>>>

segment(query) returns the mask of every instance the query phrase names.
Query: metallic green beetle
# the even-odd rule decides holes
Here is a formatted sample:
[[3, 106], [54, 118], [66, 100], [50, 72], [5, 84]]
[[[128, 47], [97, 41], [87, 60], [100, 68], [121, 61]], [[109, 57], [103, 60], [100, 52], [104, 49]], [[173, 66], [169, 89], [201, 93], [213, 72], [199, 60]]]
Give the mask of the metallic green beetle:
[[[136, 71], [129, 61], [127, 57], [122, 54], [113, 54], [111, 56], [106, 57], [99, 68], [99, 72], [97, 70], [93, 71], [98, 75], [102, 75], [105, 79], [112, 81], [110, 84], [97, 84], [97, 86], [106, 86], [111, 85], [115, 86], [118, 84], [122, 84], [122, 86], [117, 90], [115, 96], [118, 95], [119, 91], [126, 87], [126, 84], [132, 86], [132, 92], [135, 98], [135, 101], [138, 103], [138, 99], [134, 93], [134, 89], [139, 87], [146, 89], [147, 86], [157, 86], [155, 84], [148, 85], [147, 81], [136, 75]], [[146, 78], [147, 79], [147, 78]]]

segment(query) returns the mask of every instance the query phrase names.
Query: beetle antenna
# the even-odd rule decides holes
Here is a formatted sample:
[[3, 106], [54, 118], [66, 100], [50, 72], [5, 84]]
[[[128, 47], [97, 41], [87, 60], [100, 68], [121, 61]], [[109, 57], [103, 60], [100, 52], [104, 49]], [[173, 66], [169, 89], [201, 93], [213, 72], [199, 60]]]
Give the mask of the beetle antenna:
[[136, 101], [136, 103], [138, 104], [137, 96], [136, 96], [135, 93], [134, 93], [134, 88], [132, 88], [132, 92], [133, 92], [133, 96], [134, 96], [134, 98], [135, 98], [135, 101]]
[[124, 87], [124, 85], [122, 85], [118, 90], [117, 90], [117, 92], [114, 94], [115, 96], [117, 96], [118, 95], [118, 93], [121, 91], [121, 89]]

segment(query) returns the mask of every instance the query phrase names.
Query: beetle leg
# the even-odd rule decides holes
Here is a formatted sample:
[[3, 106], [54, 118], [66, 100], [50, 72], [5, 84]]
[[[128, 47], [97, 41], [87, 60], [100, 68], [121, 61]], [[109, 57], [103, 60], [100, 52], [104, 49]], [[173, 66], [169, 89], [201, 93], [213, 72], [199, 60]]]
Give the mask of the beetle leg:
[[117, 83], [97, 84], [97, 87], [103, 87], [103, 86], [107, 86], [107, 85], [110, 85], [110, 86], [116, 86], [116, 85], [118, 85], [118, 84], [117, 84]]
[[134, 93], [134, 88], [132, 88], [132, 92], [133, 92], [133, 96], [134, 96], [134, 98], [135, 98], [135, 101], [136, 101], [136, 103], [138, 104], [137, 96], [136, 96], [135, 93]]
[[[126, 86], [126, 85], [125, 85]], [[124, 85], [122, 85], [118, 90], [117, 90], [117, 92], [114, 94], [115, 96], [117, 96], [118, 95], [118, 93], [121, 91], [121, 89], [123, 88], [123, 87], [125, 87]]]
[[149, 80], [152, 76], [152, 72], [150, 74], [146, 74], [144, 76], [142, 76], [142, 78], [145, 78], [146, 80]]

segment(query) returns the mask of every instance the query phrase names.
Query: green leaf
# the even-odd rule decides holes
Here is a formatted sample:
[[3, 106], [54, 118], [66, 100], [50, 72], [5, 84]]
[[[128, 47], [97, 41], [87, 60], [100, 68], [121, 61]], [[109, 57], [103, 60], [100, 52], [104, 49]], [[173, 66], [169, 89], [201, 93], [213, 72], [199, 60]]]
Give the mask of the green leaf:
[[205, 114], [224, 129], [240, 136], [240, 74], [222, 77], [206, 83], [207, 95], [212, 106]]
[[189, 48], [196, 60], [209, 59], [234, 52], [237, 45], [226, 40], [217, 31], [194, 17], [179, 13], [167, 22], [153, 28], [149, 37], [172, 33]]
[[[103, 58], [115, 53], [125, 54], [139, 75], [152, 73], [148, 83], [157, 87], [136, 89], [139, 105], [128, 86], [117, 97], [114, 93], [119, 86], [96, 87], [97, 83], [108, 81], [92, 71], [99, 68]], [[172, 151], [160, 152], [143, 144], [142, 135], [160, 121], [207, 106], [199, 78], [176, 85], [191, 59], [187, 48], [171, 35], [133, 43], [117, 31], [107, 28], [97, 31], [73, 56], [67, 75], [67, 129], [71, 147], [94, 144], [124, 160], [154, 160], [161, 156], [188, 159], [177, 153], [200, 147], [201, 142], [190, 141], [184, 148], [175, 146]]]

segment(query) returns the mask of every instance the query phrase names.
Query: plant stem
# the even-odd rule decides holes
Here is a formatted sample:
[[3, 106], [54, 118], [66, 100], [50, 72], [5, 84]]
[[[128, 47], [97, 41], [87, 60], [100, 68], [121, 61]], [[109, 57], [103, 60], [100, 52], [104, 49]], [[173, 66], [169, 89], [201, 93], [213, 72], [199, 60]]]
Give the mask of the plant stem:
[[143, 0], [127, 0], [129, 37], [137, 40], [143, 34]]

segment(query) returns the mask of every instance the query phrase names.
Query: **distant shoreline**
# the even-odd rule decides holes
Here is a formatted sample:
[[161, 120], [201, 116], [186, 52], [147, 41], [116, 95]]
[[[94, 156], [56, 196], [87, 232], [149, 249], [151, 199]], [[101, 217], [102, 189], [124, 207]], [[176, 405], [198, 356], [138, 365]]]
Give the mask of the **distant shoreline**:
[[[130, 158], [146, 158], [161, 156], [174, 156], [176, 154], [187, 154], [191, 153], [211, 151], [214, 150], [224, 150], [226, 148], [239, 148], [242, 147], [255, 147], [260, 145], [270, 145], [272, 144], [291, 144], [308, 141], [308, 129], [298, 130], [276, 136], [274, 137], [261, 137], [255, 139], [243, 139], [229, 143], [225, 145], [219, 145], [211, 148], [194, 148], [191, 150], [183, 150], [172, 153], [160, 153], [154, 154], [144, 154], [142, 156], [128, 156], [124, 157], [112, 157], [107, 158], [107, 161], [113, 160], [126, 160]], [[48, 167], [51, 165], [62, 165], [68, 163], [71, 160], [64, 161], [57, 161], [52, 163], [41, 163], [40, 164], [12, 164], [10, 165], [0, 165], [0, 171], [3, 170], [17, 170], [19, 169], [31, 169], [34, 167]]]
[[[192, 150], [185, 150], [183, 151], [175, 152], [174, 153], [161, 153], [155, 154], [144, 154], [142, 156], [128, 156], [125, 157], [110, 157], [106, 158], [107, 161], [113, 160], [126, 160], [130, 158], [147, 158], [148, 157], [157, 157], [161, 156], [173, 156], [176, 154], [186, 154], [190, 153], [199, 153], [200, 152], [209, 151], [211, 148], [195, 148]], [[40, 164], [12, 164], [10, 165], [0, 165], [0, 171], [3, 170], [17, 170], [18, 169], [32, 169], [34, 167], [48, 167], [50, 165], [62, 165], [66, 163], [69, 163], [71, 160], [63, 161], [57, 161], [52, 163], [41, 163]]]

<<<

• [What is asked] Output each line of the material above as a Markdown table with the columns Row and Line, numbering the rows and leaving out blank lines.

• [Task output]
| Row | Line |
|---|---|
| 1 | segment(query) returns the mask of every instance the query phrase names. |
| 2 | Query: metallic green beetle |
| 3 | # the even-odd rule decides holes |
| 4 | Here is a formatted sample: |
| 5 | [[3, 106], [54, 118], [66, 100], [50, 72], [5, 84]] |
| 6 | [[[128, 47], [97, 41], [87, 60], [100, 68], [121, 61]], [[109, 57], [103, 60], [100, 52], [104, 49]], [[173, 66], [169, 89], [201, 93], [213, 72], [199, 60]]] |
| 7 | Give the mask of the metallic green beetle: |
| 8 | [[[136, 71], [129, 61], [127, 57], [122, 54], [113, 54], [111, 56], [106, 57], [99, 68], [99, 72], [97, 70], [93, 71], [98, 75], [102, 75], [105, 79], [112, 81], [110, 84], [97, 84], [97, 86], [106, 86], [111, 85], [115, 86], [118, 84], [122, 84], [122, 86], [117, 90], [115, 96], [118, 95], [119, 91], [126, 87], [126, 84], [132, 86], [132, 92], [135, 98], [135, 101], [138, 103], [138, 99], [134, 93], [134, 89], [139, 87], [146, 89], [147, 86], [157, 86], [155, 84], [148, 85], [147, 81], [136, 75]], [[146, 78], [147, 79], [147, 78]]] |
| 9 | segment(query) returns the mask of every instance the query phrase names. |
| 10 | Query: beetle antenna |
| 11 | # the even-odd rule decides holes |
| 12 | Here is a formatted sample: |
| 13 | [[3, 106], [54, 118], [66, 100], [50, 72], [5, 84]] |
| 14 | [[[128, 47], [97, 41], [87, 60], [100, 68], [121, 61]], [[109, 57], [103, 60], [100, 52], [104, 49]], [[173, 66], [169, 89], [201, 93], [213, 72], [199, 60]]] |
| 15 | Give the mask of the beetle antenna: |
| 16 | [[136, 101], [136, 103], [138, 104], [137, 96], [136, 96], [135, 93], [134, 93], [134, 88], [132, 88], [132, 92], [133, 92], [133, 96], [134, 96], [134, 98], [135, 98], [135, 101]] |
| 17 | [[124, 87], [124, 85], [122, 85], [118, 90], [117, 90], [117, 92], [114, 94], [115, 96], [117, 96], [118, 95], [118, 93], [121, 91], [121, 89]] |
| 18 | segment(query) returns the mask of every instance the query phrase names. |
| 19 | Query: beetle leg |
| 20 | # the even-odd rule decides holes |
| 21 | Here is a formatted sample: |
| 22 | [[3, 106], [54, 118], [66, 100], [50, 72], [5, 84]] |
| 23 | [[[128, 47], [97, 41], [87, 60], [100, 68], [121, 61]], [[109, 57], [103, 60], [100, 52], [104, 49]], [[173, 66], [169, 89], [201, 93], [213, 72], [199, 60]]] |
| 24 | Give the mask of the beetle leg: |
| 25 | [[117, 83], [97, 84], [97, 87], [103, 87], [103, 86], [107, 86], [107, 85], [110, 85], [110, 86], [116, 86], [116, 85], [118, 85], [118, 84], [117, 84]] |
| 26 | [[134, 93], [134, 88], [132, 88], [132, 92], [133, 92], [133, 96], [134, 96], [134, 98], [135, 98], [135, 101], [136, 101], [136, 103], [138, 104], [137, 96], [136, 96], [135, 93]] |
| 27 | [[[126, 86], [126, 85], [125, 85]], [[124, 85], [122, 85], [118, 90], [117, 90], [117, 92], [114, 94], [115, 96], [117, 96], [118, 95], [118, 93], [121, 91], [121, 89], [123, 88], [123, 87], [125, 87]]] |
| 28 | [[149, 80], [152, 76], [152, 72], [150, 74], [146, 74], [144, 76], [142, 76], [142, 78], [145, 78], [146, 80]] |
| 29 | segment(query) returns the mask of every instance the query phrase names. |
| 30 | Query: green leaf |
| 31 | # the even-odd rule decides holes |
| 32 | Here is a formatted sample: |
| 33 | [[3, 106], [54, 118], [66, 100], [50, 72], [5, 84]] |
| 34 | [[[128, 47], [97, 41], [87, 60], [100, 68], [121, 61]], [[109, 57], [103, 60], [100, 52], [104, 49]], [[173, 66], [169, 89], [201, 93], [213, 72], [199, 60]]] |
| 35 | Give the mask of the green leaf: |
| 36 | [[205, 114], [224, 129], [240, 136], [240, 74], [222, 77], [206, 83], [207, 95], [212, 106]] |
| 37 | [[189, 48], [196, 60], [209, 59], [234, 52], [237, 45], [226, 40], [217, 31], [194, 17], [179, 13], [167, 22], [153, 28], [149, 37], [172, 33]] |
| 38 | [[[103, 58], [115, 53], [125, 54], [139, 75], [152, 73], [148, 83], [157, 87], [136, 89], [139, 105], [128, 86], [117, 97], [114, 93], [119, 86], [96, 87], [97, 83], [108, 81], [92, 71], [99, 68]], [[172, 151], [160, 152], [143, 144], [142, 135], [160, 121], [207, 106], [199, 78], [176, 85], [191, 59], [187, 48], [171, 35], [133, 43], [117, 31], [107, 28], [97, 31], [73, 56], [67, 75], [67, 129], [71, 147], [94, 144], [124, 160], [154, 160], [161, 156], [188, 159], [177, 153], [200, 147], [201, 142], [190, 141], [184, 148], [175, 146]]] |
| 39 | segment(query) returns the mask of every instance the query phrase names. |
| 40 | Query: plant stem |
| 41 | # the even-odd rule decides holes |
| 42 | Here is a formatted sample: |
| 43 | [[3, 106], [54, 118], [66, 100], [50, 72], [5, 84]] |
| 44 | [[[128, 47], [97, 41], [87, 60], [100, 68], [121, 61]], [[109, 57], [103, 60], [100, 52], [104, 49]], [[173, 66], [169, 89], [201, 93], [213, 72], [199, 60]]] |
| 45 | Give the mask of the plant stem: |
| 46 | [[143, 0], [127, 0], [129, 37], [137, 40], [143, 34]] |
| 47 | segment(query) returns the mask of every instance the query phrase names. |
| 48 | Query: **distant shoreline** |
| 49 | # the even-odd rule decides holes |
| 50 | Here is a formatted sample: |
| 51 | [[161, 120], [201, 116], [186, 52], [147, 41], [116, 95]] |
| 52 | [[[94, 156], [56, 196], [87, 232], [149, 249], [151, 199]], [[101, 217], [102, 189], [124, 207]], [[176, 405], [198, 356], [138, 365]]] |
| 53 | Give the mask of the **distant shoreline**: |
| 54 | [[[130, 158], [146, 158], [161, 156], [174, 156], [176, 154], [187, 154], [191, 153], [211, 151], [214, 150], [224, 150], [226, 148], [239, 148], [242, 147], [255, 147], [260, 145], [270, 145], [272, 144], [291, 144], [308, 141], [308, 129], [298, 130], [276, 136], [274, 137], [261, 137], [255, 139], [243, 139], [229, 143], [225, 145], [219, 145], [211, 148], [194, 148], [191, 150], [183, 150], [172, 153], [160, 153], [154, 154], [144, 154], [142, 156], [128, 156], [124, 157], [112, 157], [107, 158], [107, 161], [113, 160], [126, 160]], [[48, 167], [51, 165], [62, 165], [68, 163], [71, 160], [64, 161], [57, 161], [52, 163], [41, 163], [40, 164], [12, 164], [10, 165], [0, 165], [0, 171], [3, 170], [17, 170], [19, 169], [31, 169], [34, 167]]] |
| 55 | [[[192, 150], [185, 150], [183, 151], [175, 152], [174, 153], [161, 153], [155, 154], [144, 154], [142, 156], [128, 156], [125, 157], [110, 157], [106, 158], [107, 161], [113, 160], [126, 160], [130, 158], [147, 158], [148, 157], [157, 157], [161, 156], [173, 156], [176, 154], [186, 154], [190, 153], [199, 153], [200, 152], [209, 151], [211, 148], [195, 148]], [[40, 164], [12, 164], [10, 165], [0, 165], [0, 171], [3, 170], [17, 170], [18, 169], [32, 169], [34, 167], [48, 167], [50, 165], [62, 165], [66, 163], [69, 163], [71, 160], [63, 161], [57, 161], [52, 163], [41, 163]]] |